What you are asked to do: Would you print the records below word for word, without the pictures?

━━ Dataset entries ━━

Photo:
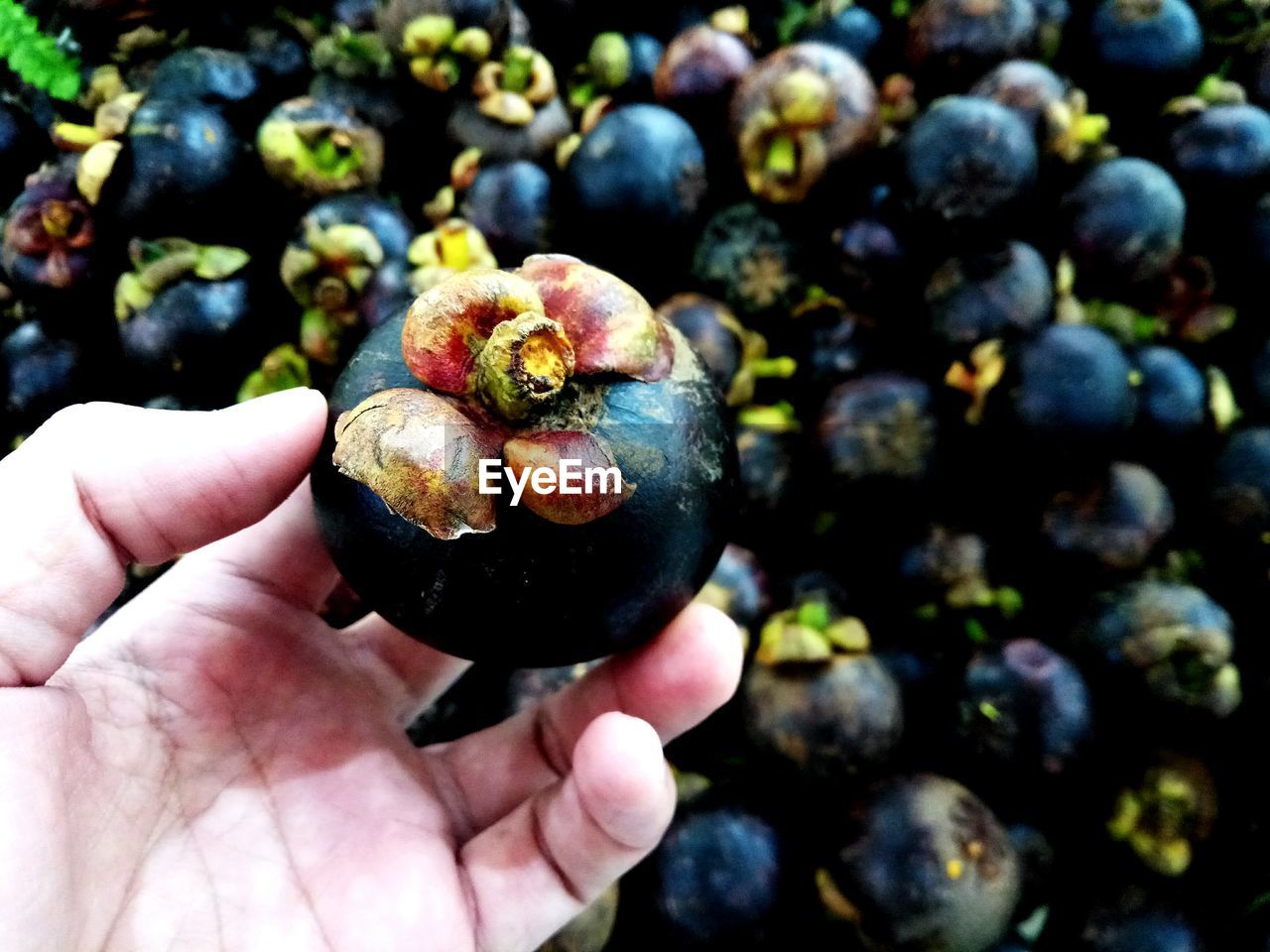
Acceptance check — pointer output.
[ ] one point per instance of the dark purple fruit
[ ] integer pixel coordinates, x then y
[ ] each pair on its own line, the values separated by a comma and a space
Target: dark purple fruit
799, 112
817, 699
1025, 710
1146, 39
1124, 223
1173, 397
213, 76
1223, 151
638, 175
1171, 642
931, 871
509, 203
50, 238
318, 148
879, 425
968, 163
744, 259
183, 311
852, 28
1076, 382
717, 875
177, 168
607, 385
42, 376
698, 70
1114, 522
1005, 293
957, 40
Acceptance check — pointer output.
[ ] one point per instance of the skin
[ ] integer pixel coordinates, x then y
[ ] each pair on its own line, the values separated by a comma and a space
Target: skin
216, 769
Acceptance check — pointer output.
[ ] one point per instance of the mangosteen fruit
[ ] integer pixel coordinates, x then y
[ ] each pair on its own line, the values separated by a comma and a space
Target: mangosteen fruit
529, 466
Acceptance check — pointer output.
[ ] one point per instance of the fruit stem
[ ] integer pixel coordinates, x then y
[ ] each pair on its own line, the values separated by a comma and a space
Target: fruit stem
783, 157
517, 68
525, 365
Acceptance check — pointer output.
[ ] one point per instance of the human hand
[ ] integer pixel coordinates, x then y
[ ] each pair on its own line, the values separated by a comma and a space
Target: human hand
216, 769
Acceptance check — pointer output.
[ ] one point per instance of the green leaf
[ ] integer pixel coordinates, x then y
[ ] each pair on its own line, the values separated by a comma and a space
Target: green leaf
35, 56
218, 262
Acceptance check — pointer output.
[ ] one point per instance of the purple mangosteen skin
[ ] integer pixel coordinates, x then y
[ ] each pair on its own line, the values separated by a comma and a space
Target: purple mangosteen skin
534, 593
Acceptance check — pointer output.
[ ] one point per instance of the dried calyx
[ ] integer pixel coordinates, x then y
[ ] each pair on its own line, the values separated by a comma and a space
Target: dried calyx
320, 148
159, 264
811, 634
504, 359
511, 90
454, 245
783, 150
54, 225
440, 53
326, 275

━━━

Response box:
Photo:
Acceptance check — pointer output.
[ ] one point per instance of the dark purple fruit
[ ] integer pixel coordinates, x then y
[ ] each pair on its own line, the values separated by a comma and a space
Target: dark purple fruit
799, 112
817, 699
1025, 710
1146, 39
1124, 223
1173, 397
213, 76
1223, 151
638, 175
1171, 642
931, 871
509, 203
50, 238
318, 148
879, 425
968, 163
744, 259
183, 311
852, 28
1076, 382
717, 875
177, 168
607, 385
42, 376
698, 70
1114, 522
1005, 293
957, 40
Acceptance check — pointer output.
[ ] one point per instance of the skin
[ ] integer pixel coordinates, x then y
[ ] each pair on its own line, the values separated by a comma and a space
Target: skin
216, 769
Acceptance check — pointer output.
[ ] one point per instance of the mangosteen fruit
[ ] integer pixel coordinates, x then y
[ ] each pair on its own line, the values separated by a comma and a space
Target: mangosteen fruit
529, 466
Acceptance check — pointer output.
[ ] one point per instance of the fruit stem
[ ] integer pixel coordinates, x then y
[ ] each pair on its own line, the values separated by a comma and a space
Target: fruit stem
783, 157
517, 68
525, 365
Acceptance check — pointer output.
[ ] one point per instance of the human hand
[ ] integer pixel coordinates, x then y
[ ] each pair on its own line, the values separated by a comma and a space
Target: human hand
216, 769
Acceptance check — pointer output.
[ ] one point per instance of the green leaf
[ ] integer pixel coordinates, x then y
[ ] each pair on its own line, the values separated by a comma and a space
Target: green leaf
35, 56
218, 262
Acceptance check — pointer output.
[ ] one point per instance of the purple mangosteen skin
[ ] integer pixel coordinates, x then y
[ ] each pair on its own line, the values separated by a comma and a space
Target: purple mangosteen skin
534, 593
Acceptance check — pointer output.
[ ] one point per instance of the dried calyx
[ ] integer pixel coordinates, x then y
[ ] each pair on its own line, the values separated by a comma and a space
Target: dried calyx
320, 148
159, 264
811, 634
504, 359
511, 90
454, 245
783, 150
54, 225
440, 53
326, 275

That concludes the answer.